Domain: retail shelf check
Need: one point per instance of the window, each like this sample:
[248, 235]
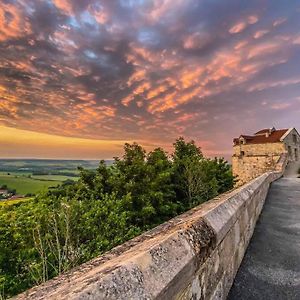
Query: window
[295, 138]
[290, 151]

==============================

= Objective =
Please write out every line of the entries above word for word, leaving out the pictures.

= Task result =
Domain: retail shelf check
Need: one point per instance of the window, each like this sample:
[248, 235]
Query: window
[295, 138]
[290, 151]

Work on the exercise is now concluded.